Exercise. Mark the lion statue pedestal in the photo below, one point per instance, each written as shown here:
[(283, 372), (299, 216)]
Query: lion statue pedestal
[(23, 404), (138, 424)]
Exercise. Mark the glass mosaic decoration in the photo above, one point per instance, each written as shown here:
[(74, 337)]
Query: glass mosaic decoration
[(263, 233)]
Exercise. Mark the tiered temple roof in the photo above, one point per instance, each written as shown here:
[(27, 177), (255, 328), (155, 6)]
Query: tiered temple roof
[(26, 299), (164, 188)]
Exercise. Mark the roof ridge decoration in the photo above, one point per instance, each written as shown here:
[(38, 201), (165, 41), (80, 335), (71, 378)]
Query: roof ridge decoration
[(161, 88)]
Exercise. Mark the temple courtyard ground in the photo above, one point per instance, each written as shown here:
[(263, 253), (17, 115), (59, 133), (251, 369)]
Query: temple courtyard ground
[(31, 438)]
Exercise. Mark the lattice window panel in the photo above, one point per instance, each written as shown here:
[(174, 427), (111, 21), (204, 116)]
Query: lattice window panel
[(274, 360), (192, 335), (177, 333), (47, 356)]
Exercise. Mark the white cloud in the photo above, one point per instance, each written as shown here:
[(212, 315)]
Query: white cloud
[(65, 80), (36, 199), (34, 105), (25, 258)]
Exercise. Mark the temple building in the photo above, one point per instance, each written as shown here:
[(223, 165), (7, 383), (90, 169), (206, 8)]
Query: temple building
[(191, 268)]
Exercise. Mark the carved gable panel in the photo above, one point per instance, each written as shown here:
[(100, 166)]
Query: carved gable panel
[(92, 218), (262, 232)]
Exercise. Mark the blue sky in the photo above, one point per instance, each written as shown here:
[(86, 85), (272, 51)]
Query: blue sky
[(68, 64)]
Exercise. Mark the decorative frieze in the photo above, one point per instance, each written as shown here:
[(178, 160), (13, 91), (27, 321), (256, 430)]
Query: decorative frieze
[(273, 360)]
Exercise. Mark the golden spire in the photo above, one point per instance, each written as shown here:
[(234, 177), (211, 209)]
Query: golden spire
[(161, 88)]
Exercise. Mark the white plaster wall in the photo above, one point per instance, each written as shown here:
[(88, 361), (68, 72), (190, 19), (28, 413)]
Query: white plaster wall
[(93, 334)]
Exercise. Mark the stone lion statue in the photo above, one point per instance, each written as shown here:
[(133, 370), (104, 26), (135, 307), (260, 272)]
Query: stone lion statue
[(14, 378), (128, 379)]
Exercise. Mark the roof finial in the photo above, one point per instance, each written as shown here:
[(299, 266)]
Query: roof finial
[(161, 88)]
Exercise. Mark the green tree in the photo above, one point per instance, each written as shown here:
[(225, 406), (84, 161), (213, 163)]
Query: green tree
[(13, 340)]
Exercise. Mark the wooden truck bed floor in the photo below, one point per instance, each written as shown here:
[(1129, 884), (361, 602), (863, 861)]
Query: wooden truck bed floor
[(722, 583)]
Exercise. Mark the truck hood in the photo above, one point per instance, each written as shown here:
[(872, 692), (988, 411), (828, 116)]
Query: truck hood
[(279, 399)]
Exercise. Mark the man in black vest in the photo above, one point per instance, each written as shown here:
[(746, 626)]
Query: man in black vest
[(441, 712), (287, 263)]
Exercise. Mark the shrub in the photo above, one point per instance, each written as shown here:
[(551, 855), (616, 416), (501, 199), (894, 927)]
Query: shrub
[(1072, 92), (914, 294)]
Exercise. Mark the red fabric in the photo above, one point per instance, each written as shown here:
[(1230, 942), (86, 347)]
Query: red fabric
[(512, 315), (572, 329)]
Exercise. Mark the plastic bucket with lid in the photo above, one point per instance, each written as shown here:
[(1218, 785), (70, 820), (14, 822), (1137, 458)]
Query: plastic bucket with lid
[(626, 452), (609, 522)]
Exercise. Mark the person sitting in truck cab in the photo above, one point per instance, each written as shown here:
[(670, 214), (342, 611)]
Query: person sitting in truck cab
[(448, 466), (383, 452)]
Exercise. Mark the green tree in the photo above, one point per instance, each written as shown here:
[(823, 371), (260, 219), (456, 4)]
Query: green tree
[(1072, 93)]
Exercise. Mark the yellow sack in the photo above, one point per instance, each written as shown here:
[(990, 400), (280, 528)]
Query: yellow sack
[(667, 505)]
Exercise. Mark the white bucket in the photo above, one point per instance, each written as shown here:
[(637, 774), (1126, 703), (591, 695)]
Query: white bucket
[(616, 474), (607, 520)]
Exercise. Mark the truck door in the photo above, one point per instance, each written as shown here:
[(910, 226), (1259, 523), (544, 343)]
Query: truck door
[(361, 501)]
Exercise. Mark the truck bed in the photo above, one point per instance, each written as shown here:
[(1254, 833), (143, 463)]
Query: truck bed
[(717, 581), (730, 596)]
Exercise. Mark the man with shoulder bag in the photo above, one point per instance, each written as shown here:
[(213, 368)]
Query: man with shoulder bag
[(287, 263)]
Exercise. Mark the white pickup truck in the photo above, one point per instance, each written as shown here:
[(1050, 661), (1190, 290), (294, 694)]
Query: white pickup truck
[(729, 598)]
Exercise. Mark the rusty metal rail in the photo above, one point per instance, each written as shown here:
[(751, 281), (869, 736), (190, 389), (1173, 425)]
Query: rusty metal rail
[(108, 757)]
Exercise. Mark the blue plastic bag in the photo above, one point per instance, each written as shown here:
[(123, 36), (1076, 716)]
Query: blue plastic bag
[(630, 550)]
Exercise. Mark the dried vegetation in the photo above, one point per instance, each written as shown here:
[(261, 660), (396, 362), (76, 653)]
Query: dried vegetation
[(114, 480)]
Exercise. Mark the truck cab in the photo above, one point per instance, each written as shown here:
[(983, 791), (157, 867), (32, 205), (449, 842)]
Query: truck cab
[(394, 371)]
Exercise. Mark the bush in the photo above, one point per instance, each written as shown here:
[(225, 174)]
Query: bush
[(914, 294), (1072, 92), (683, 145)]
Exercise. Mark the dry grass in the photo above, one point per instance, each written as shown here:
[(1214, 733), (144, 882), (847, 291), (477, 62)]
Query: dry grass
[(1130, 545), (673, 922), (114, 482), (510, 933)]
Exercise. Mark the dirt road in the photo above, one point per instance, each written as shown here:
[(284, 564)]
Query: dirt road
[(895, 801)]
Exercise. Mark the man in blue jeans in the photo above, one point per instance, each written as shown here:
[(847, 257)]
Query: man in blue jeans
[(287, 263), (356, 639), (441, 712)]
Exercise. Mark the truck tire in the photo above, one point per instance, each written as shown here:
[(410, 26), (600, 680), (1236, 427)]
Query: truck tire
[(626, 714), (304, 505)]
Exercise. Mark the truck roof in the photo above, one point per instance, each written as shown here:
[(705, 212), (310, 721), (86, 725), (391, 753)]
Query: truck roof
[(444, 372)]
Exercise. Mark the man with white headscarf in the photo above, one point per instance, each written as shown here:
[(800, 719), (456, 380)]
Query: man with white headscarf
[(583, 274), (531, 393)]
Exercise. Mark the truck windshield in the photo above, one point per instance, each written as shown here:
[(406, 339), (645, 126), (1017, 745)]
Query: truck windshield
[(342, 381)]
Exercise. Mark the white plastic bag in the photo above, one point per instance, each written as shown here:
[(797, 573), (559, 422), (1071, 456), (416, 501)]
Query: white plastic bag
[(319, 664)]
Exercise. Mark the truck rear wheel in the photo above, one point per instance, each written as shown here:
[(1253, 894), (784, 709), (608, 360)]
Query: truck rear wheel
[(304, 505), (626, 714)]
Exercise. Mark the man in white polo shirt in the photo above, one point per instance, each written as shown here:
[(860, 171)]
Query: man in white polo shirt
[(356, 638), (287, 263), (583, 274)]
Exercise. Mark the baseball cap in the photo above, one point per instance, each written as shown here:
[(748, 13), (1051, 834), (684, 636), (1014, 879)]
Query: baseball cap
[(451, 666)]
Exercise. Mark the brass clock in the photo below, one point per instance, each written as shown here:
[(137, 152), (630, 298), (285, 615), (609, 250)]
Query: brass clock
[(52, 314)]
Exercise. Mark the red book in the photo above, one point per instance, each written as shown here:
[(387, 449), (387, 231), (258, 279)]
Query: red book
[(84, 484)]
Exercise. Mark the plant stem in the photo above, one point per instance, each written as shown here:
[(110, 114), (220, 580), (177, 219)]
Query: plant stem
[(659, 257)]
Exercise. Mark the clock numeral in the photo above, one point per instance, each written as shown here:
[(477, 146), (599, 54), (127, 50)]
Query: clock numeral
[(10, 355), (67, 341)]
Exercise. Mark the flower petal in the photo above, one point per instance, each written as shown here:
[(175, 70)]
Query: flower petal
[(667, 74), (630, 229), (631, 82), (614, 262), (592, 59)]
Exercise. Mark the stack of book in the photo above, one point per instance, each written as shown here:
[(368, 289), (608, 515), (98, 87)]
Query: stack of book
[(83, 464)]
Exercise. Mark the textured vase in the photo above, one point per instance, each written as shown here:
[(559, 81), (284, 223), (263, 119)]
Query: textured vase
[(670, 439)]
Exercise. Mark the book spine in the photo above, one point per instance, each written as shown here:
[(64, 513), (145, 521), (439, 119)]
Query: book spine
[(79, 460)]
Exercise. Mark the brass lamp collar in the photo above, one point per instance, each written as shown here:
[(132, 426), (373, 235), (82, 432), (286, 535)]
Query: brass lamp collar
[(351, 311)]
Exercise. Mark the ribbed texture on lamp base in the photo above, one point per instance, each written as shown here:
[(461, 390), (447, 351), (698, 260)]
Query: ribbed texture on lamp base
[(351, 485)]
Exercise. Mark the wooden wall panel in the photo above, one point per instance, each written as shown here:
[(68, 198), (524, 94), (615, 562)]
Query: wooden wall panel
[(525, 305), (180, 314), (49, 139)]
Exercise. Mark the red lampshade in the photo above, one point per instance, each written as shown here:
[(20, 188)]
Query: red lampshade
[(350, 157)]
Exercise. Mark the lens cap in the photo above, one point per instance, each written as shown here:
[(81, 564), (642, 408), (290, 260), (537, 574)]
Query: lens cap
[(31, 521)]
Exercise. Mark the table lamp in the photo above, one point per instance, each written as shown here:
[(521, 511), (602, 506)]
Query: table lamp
------
- _Work to be completed_
Recast as a Markdown table with columns n and Line the lines from the one containing "Exercise. Mark the white pickup" through the one containing "[(287, 263), (356, 639), (441, 712)]". Put each line's running number under n, and leave out any blank lines.

- _Solution for this task_
| n | Line |
|---|---|
| 1 | Exercise. Mark the white pickup truck in the photo above, one point per instance, each written as shown here: |
| 2 | [(1050, 661), (1190, 290), (294, 694)] |
| 3 | Query: white pickup truck |
| 4 | [(729, 598)] |
| 5 | Exercise. Mark the rusty metal rail in the photo above, one point per instance, each written as shown here: |
| 6 | [(751, 281), (869, 736), (190, 389), (1173, 425)] |
| 7 | Query: rusty metal rail |
| 8 | [(108, 757)] |
| 9 | Exercise. Mark the blue plastic bag in the photo above, one point per instance, each written as shown here: |
| 10 | [(123, 36), (1076, 716)] |
| 11 | Query: blue plastic bag |
| 12 | [(630, 550)] |
| 13 | Exercise. Mark the dried vegetation in the photo above, one point per instance, each written as shown here: |
| 14 | [(261, 660), (396, 362), (76, 653)] |
| 15 | Query: dried vegetation |
| 16 | [(114, 480)] |
| 17 | Exercise. Mark the truck cab in the photo above, one point per instance, each written as shown here: |
| 18 | [(983, 791), (157, 867), (32, 205), (449, 842)] |
| 19 | Query: truck cab |
| 20 | [(394, 371)] |
| 21 | Exercise. Mark the bush in the photo above, one point per instance, each written as shown here: |
| 22 | [(225, 174)] |
| 23 | Query: bush |
| 24 | [(914, 294), (1072, 92), (683, 145)] |
| 25 | Exercise. Mark the dry grass in the photo above, one point per instance, each written as shown here: |
| 26 | [(1214, 733), (144, 882), (847, 291), (477, 62)] |
| 27 | Query: dry grass |
| 28 | [(1130, 545), (673, 922), (114, 482), (510, 933)] |
| 29 | Exercise. Mark the dirt road in the photo above, one point per instance, each written as shown here: |
| 30 | [(284, 564)] |
| 31 | Query: dirt road |
| 32 | [(895, 801)] |
| 33 | Exercise. Mark the man in blue jeans in the photo above, one point per instance, each written as shown here: |
| 34 | [(847, 257)] |
| 35 | Query: man in blue jeans |
| 36 | [(287, 263), (356, 639), (441, 712)] |